Older blog entries for cinamod (starting at number 8)

While Raph has a few good points in his most recent blog, I can't help but be more pragmatic.

When we examine real-world use cases with regard to handling MSWord documents (most importantly in places where MSWord doesn't exist), I've come to the following 3 use cases:

1) Viewing: User wants to view the content of the document. Formatting doesn't have to be lossless, as the formatting is generally grossly secondary to content. An intermediate format such as HTML, TeX, or plaintext will serve well here, as they pass the "close enough" test.

2) Editing: User wants not only to view the document (ideally in a lossless fashion) and be able to remove and append content as necessary. The intermediate format would have to be losslessly interchangable with MSWord, and the layout engine would have to produce (nearly) identical results as MSWord (whose layout engines aren't even truly compatible between version releases). Here, you want a tool such as AbiWord, OpenOffice, KWord, ... These tools all have the ability to do WYSIWYG printing, and are thus able to produce PDF and PS versions of their contents. Note that these tools aren't perfect yet, but do a good job and can be readily improved upon.

## Data excerpt
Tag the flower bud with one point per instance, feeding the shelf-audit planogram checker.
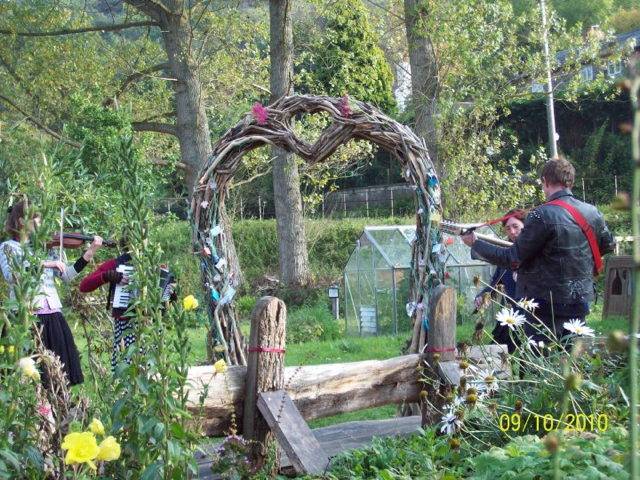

## Task to complete
Answer these about the blog entry on MSWord documents:
1. Whose recent blog does the writer say has a few good points?
2. What intermediate formats does the entry name for viewing?
3. Which tools does it name for editing?

## Task answer
1. Raph's
2. HTML, TeX, or plaintext
3. AbiWord, OpenOffice, and KWord